**Document passage**:
——

Toggling between the early and late 1930s, between the posh hubs of London and Oxford and the grittier, politically reeling strassen of Munich and Berlin, the movie chronicles the friendship of Hugh Leget (George MacKay) and Paul von Hartmann (Jannis Niewöhner), two young men who meet at Oxford only to reconnect as representatives of their rival governments six years later. Even more so than in the Bourne series and more recent installments of the Bond franchise, European stars outshine globally famous A-listers, especially in the case of Niewöhner, Liv Lisa Fries and Sandra Hüller, the latter two actors playing Lena and Helen Winter, Paul’s college and adult love interests, respectively. Hugh is tepidly married, with a young son, while Paul has joined the German resistance plotting to stop Hitler by whatever means possible. Their paths intersect when Helen grants Paul access to an official document detailing Hitler’s plans of uninhibited conquest, confirming his status as a madman to anyone wary of mass carnage. “You need to find a way to meet Chamberlain,” she implores Paul. “You have to prevent this agreement from being made.”

If, on one level, Irons’ stuffy Chamberlain comes across as an unlikely champion for peace, the real heroes of the film are clearly Hugh and Paul, who risk their reputations, if not lives, to warn the Brits of Hitler’s objectives. “You have no idea who he is,” Paul entreats his skittish friend upon meeting in Munich. “If you did, none of you would be here.” While their friendship never overtly shifts into something more, Hugh and Paul (and MacKay and Niewöhner) share an unmistakable chemistry that could spark a thousand offscreen fantasies. Whether splitting a cigarette or plotting espionage over pints of lager, their eye contact never wavers, and teasing often veers flirtatious. “You’re turning gray,” Hugh points out across a bierhaus table. “And you still don’t need to shave,” Paul observes.

While surely peripheral characters to the central narrative, women in the film play an active role in how it evolves, revealing themselves to be complex figures in their own right, at once patriotic and morally ambivalent about the prospect of war. “People are leaving the country,” Lena admonishes a naïve Paul in a flashback set in 1932. “Families are getting on boats to America”. The cancerous spread of anti-Semitism in early ‘30s Germany is likewise handled with refreshing deft. Despite his anti-Hitler sentiments, Paul quickens his pace when passing a trio of Jewish Berliners forced to scrub the terrace of the local kino; he may be ruffled but he’s not looking back, let alone intervening.

If interpreted as an apologia for Chamberlain’s stodgy lack of aggression against a megalomaniac leader, Munich: The Edge of War might reasonably strike some as out of touch if not dangerously revisionist. But as an exploration of the flawed assumptions — and outright failures — of Hitler’s British and German foes, it resonates as a fictional, yet often plausible, account of what could have happened had history gone differently. “The great characteristic of the English is distance. Not only from one another, but feeling,” jests Paul in the opening scene at a party at Oxford. “We are nothing but feeling. There’s a new age beginning in the new Germany. You can look forward to that.” When ardor is met with diffidence, or worse, evil met with eager attempts at appeasement, what can go tragically wrong? The question is worth asking not only in considering Adolf Hitler, but the rise of any thuggish leader on whom acts of diplomacy make no impression.

“We don't choose the times we live in,” Paul tells Hugh in what we can only assume will be their final exchange. “The only choice we have is how we respond.” In today’s times — in which the perils of both a pandemic and ever-intensifying political polarization can lead even the most willful citizen to feel drained of agency — it’s a reminder worth heeding.

——

**Provided information**:
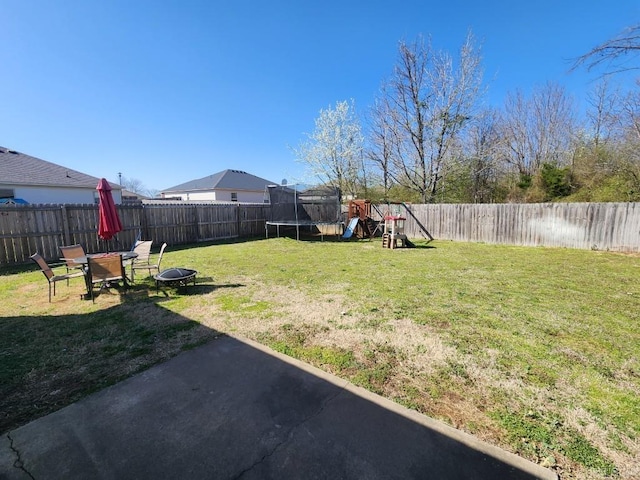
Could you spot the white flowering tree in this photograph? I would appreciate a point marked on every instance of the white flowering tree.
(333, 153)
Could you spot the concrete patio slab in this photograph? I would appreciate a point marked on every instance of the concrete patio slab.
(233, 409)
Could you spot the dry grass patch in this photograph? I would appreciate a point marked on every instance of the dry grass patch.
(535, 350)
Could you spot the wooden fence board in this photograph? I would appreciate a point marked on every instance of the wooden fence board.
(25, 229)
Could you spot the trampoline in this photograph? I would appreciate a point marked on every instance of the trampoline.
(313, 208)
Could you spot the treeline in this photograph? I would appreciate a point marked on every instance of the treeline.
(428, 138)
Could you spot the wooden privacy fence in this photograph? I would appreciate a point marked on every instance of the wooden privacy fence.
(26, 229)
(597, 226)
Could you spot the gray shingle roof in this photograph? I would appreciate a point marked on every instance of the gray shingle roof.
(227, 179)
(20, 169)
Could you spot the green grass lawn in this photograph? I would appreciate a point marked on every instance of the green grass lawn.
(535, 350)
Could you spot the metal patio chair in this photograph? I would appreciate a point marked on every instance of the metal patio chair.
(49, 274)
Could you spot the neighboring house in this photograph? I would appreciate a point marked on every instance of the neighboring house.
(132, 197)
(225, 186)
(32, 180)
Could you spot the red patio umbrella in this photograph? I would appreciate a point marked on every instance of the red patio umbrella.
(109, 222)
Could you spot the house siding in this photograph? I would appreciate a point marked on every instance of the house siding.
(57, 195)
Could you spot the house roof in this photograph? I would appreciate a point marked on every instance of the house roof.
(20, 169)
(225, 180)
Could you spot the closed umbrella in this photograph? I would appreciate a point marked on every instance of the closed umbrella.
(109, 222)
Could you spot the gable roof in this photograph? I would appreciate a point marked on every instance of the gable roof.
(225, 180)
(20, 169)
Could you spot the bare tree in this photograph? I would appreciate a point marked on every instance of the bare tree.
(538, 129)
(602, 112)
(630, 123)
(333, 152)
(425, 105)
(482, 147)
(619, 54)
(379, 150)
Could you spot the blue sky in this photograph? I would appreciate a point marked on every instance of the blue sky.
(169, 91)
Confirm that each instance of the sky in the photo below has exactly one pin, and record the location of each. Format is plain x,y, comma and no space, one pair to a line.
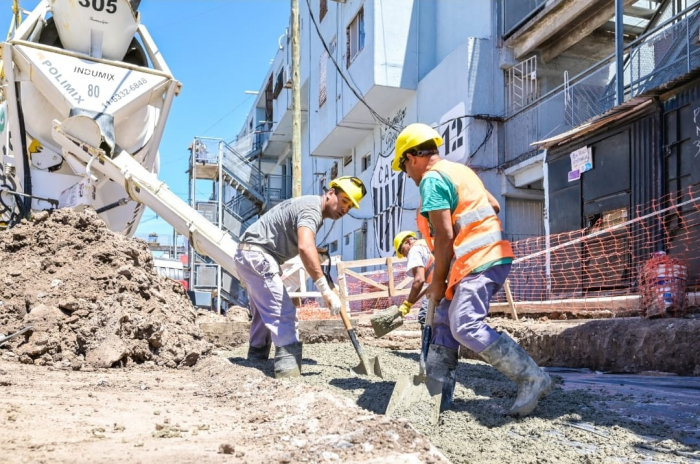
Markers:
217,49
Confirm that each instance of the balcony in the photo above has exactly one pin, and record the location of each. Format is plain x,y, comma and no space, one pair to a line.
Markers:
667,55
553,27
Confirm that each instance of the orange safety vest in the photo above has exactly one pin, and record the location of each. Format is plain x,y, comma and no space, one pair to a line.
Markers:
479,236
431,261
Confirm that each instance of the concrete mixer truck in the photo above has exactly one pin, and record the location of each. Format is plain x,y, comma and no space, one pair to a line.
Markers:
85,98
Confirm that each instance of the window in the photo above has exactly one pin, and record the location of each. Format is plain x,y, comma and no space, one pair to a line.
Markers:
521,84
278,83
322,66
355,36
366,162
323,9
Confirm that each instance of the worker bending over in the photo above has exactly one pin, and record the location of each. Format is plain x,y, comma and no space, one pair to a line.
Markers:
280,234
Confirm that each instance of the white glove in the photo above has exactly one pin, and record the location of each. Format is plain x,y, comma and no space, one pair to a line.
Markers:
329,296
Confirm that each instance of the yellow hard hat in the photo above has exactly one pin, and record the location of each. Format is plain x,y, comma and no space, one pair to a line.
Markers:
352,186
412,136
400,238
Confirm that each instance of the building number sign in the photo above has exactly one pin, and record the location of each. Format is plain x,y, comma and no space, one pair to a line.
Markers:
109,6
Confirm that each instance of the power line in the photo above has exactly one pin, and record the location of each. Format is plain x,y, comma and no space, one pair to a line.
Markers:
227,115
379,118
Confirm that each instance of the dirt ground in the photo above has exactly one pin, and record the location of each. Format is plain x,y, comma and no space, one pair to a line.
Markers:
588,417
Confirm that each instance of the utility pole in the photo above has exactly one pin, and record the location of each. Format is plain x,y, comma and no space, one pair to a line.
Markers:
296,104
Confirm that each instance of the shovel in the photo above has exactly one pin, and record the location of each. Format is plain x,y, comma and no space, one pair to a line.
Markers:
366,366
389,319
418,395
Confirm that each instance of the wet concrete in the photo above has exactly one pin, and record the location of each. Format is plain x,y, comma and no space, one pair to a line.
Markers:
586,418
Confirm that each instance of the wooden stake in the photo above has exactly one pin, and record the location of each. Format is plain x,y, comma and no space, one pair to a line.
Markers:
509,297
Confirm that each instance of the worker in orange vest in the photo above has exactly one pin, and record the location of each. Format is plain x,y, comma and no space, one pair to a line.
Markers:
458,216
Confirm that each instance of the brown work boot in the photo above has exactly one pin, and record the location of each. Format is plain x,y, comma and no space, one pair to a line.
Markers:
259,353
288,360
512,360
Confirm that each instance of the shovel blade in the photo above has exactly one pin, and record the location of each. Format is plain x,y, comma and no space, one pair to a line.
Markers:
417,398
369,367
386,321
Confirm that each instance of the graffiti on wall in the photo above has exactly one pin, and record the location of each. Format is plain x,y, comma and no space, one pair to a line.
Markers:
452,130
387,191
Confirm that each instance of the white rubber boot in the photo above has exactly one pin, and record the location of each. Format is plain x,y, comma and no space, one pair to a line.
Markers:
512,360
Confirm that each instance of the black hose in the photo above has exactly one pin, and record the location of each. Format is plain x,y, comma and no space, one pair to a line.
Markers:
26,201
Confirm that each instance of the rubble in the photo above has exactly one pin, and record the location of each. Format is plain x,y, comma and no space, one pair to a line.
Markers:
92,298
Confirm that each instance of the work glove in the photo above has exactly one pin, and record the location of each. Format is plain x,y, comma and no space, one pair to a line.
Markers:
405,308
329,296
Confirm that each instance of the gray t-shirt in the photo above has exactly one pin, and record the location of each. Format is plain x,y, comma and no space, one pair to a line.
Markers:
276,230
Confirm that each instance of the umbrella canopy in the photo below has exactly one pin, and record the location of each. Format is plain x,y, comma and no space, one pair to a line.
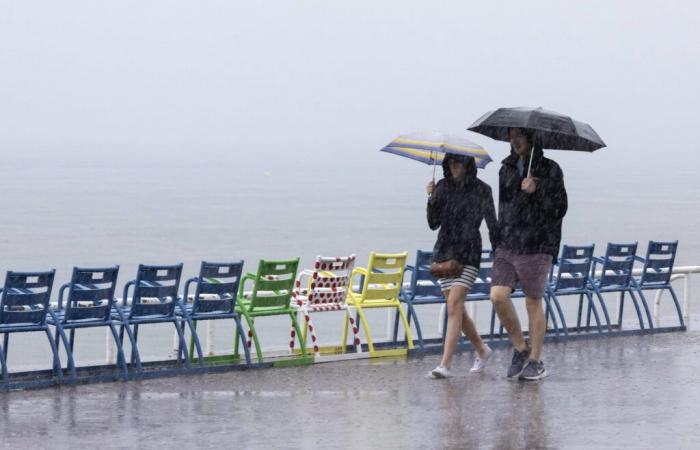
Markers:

——

Reproduce the passage of the film review starting with "While surely peripheral" and going on through "let alone intervening.".

**Exercise response**:
While surely peripheral characters to the central narrative, women in the film play an active role in how it evolves, revealing themselves to be complex figures in their own right, at once patriotic and morally ambivalent about the prospect of war. “People are leaving the country,” Lena admonishes a naïve Paul in a flashback set in 1932. “Families are getting on boats to America”. The cancerous spread of anti-Semitism in early ‘30s Germany is likewise handled with refreshing deft. Despite his anti-Hitler sentiments, Paul quickens his pace when passing a trio of Jewish Berliners forced to scrub the terrace of the local kino; he may be ruffled but he’s not looking back, let alone intervening.